• Short exercise: Reproduce the entries below line for line, omitting the pictures.

• Extracted records:
--
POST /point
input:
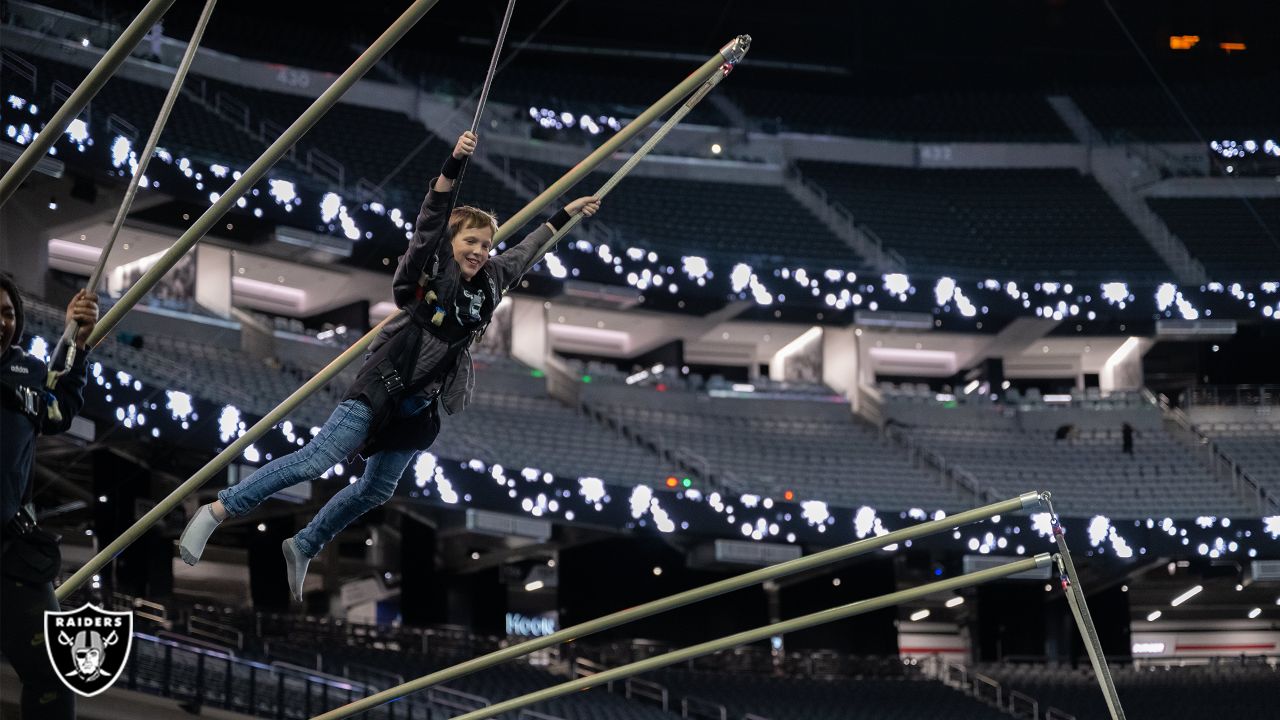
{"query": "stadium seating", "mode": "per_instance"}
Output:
(792, 698)
(1148, 693)
(192, 130)
(370, 144)
(711, 218)
(1228, 108)
(1225, 236)
(512, 422)
(511, 419)
(1255, 447)
(594, 86)
(955, 117)
(1089, 473)
(814, 449)
(1029, 224)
--
• Result of this task:
POST /point
input:
{"query": "stadium seating", "mode": "per_instance"}
Output:
(792, 698)
(1148, 693)
(192, 130)
(370, 144)
(711, 218)
(1228, 108)
(1225, 236)
(512, 422)
(511, 419)
(1255, 447)
(594, 86)
(955, 117)
(1089, 473)
(814, 449)
(1029, 224)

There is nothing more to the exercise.